Senator Rand Paul (R-KY) has been at the forefront of an initiative to legalize hemp since 2010. Rand Paul is the son of Congressman Ron Paul, who is the nation’s most vocal critic of the War on Drugs.
In 2013, Senator Paul offered his support to a bill that would legalize industrial hemp in the United States. Between 2014 and 2016, Paul, along with Mitch McConnell, teamed up to introduce the Industrial Hemp Farming Act.
In 2018, Senator Paul continues to reaffirm his support for the deregulation of the industrial hemp industry.
Uses of Hemp
The push is on to make hemp, a non-psychoactive relative of the marijuana plant, legal. Why the push for hemp?
- Hemp fibers are stronger and softer than cotton, last twice as long and do not mildew.
┄┄┄┄┄┄┄┄┄┄┄┄┄┄┄┄┄┄┄┄
▶ GIVEN EXERCISE 1
In the hemp legalization text, who joined Senator Paul in introducing the Industrial Hemp Farming Act?
▶ GIVEN EXERCISE 2
Write the next part of the hemp legalization text, picking up after its last line.
The listing is separate material and has no connection to the hemp legalization text.

▶ Records from a collection
┄┄┄┄┄┄┄┄┄┄┄┄┄┄┄┄┄┄┄┄
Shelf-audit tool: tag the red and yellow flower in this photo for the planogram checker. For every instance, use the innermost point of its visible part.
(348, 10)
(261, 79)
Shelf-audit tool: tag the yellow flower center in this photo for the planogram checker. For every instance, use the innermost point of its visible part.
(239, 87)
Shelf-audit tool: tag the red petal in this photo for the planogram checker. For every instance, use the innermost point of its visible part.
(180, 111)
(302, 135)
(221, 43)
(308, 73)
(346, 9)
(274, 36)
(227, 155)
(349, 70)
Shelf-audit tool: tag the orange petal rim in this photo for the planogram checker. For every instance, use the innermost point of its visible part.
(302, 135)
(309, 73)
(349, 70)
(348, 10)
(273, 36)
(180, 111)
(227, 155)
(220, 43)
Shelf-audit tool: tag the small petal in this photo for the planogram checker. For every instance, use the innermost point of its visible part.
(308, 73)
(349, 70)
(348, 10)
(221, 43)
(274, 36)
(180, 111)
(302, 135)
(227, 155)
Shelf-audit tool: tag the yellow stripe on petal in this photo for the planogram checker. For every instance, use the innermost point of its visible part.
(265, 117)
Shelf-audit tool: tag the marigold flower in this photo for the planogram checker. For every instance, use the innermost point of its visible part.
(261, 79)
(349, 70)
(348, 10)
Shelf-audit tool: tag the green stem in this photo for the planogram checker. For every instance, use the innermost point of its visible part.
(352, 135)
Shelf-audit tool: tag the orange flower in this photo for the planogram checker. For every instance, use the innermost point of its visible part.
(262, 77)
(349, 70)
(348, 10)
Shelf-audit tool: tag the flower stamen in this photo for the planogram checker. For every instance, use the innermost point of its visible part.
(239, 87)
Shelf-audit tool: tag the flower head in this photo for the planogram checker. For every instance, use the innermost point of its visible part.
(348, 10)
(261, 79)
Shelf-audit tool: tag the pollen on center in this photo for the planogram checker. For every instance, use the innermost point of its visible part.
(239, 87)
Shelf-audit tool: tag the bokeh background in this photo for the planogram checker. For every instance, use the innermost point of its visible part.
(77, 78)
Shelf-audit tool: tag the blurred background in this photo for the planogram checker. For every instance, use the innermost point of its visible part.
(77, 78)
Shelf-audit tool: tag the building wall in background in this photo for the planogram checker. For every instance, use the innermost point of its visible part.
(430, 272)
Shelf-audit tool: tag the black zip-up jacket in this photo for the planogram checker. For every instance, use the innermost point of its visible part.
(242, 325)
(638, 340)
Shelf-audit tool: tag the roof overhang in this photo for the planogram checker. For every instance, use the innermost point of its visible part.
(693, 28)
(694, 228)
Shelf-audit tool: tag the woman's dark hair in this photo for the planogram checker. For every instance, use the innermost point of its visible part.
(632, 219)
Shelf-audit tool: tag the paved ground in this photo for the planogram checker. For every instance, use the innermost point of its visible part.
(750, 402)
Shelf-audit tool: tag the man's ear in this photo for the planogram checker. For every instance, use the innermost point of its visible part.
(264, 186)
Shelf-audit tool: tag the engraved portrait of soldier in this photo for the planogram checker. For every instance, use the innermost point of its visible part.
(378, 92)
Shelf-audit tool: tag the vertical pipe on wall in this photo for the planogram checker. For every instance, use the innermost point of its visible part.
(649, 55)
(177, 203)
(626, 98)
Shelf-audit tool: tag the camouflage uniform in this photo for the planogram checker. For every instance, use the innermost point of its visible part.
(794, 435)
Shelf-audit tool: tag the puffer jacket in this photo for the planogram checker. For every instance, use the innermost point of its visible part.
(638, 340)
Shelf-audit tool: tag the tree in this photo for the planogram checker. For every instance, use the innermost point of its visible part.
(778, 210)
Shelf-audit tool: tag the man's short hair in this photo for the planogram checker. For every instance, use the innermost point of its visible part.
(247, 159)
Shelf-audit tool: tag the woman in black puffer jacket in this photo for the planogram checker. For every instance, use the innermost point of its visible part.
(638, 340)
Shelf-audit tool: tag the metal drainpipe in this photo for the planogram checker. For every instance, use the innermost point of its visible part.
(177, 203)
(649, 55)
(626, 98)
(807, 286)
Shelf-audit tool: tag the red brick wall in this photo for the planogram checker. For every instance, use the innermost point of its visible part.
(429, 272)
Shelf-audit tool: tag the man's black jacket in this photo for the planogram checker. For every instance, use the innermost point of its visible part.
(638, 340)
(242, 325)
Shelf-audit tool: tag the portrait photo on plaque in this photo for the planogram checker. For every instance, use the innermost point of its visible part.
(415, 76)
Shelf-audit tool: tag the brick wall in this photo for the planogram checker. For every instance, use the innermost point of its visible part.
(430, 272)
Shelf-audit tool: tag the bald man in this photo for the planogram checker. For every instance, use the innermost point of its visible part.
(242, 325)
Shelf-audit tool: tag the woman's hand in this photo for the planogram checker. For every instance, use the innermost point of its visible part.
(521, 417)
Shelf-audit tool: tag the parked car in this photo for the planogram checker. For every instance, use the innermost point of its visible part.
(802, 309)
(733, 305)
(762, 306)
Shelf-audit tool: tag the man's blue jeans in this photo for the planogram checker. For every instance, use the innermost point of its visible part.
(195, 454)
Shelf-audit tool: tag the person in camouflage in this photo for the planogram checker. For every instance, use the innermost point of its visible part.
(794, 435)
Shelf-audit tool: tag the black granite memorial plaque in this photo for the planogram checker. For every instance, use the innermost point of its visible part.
┄┄┄┄┄┄┄┄┄┄┄┄┄┄┄┄┄┄┄┄
▶ FINAL RESULT 1
Mitch McConnell

▶ FINAL RESULT 2
- Hemp is frost-tolerant (unlike cotton) and requires far less water than cotton, making it suitable for cultivation in all 50 states.
- Hemp is ready for harvesting only 120 days after planting.
- Hemp requires no pesticides, no herbicides, and minimal fertilizer.
- Hemp is used to produce fiberboard that is stronger and lighter than fiberboard made from wood.
- Hemp can be used to produce environmentally-friendly plastic substitutes.
- 1 acre of hemp produces as much fiber as 2-3 acres of cotton and as much paper as 2-4 acres of trees.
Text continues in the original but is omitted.